## TASK
Present every line of the listing below as a JSON list of strings, one string per line, with blank lines skipped. Omit the pictures from your answer.

## SUPPLIED DATA
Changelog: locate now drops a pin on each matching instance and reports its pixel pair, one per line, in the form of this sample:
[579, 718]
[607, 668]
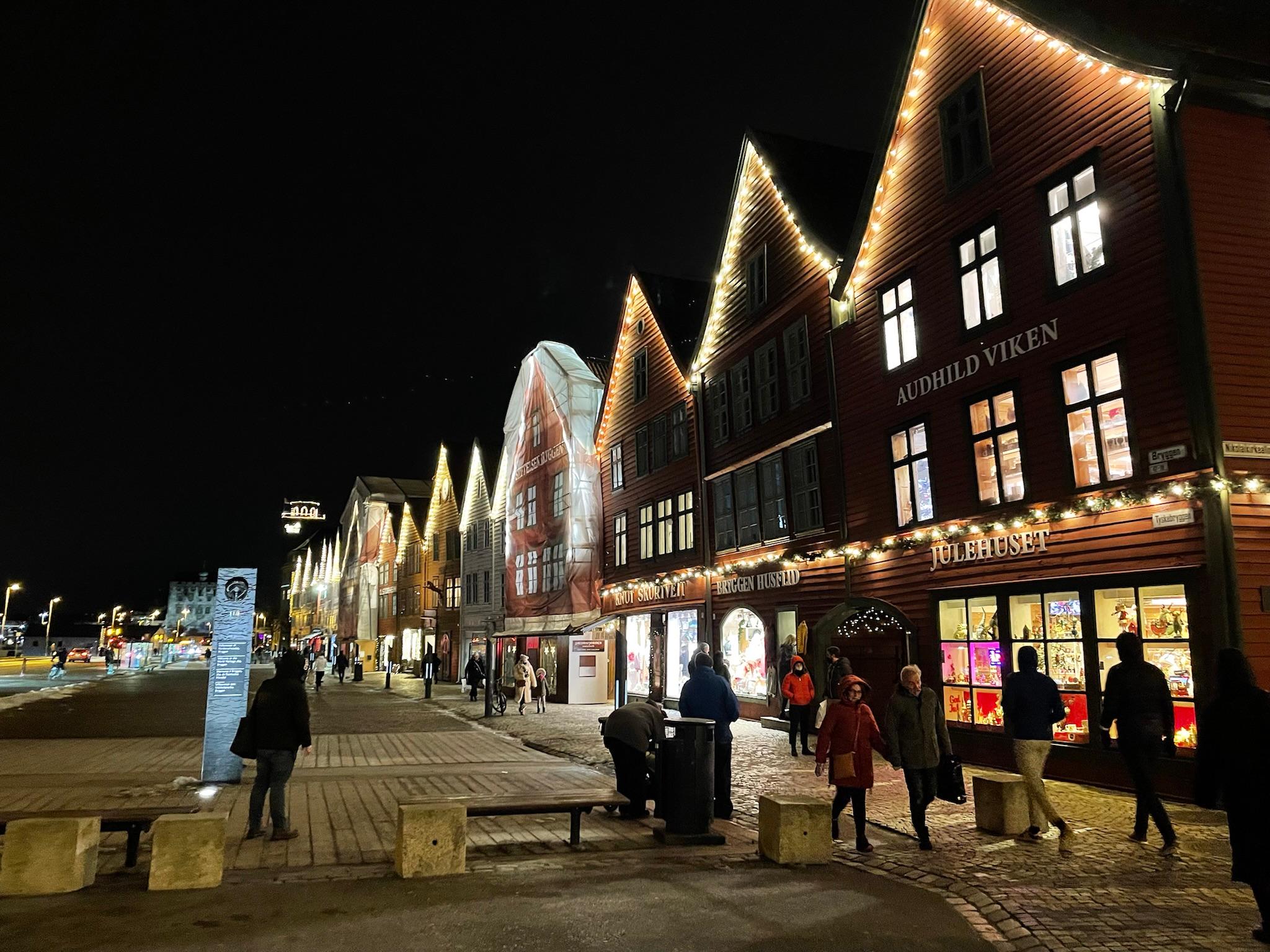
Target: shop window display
[638, 632]
[744, 643]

## REPLY TO THE EXERCISE
[
  "Changelog: locate now drops a pin on each matching instance and reports its pixel pair, one per line, in the form of this sample:",
  "[579, 718]",
  "[607, 668]",
  "Target: shop window display",
  "[638, 632]",
  "[744, 643]"
]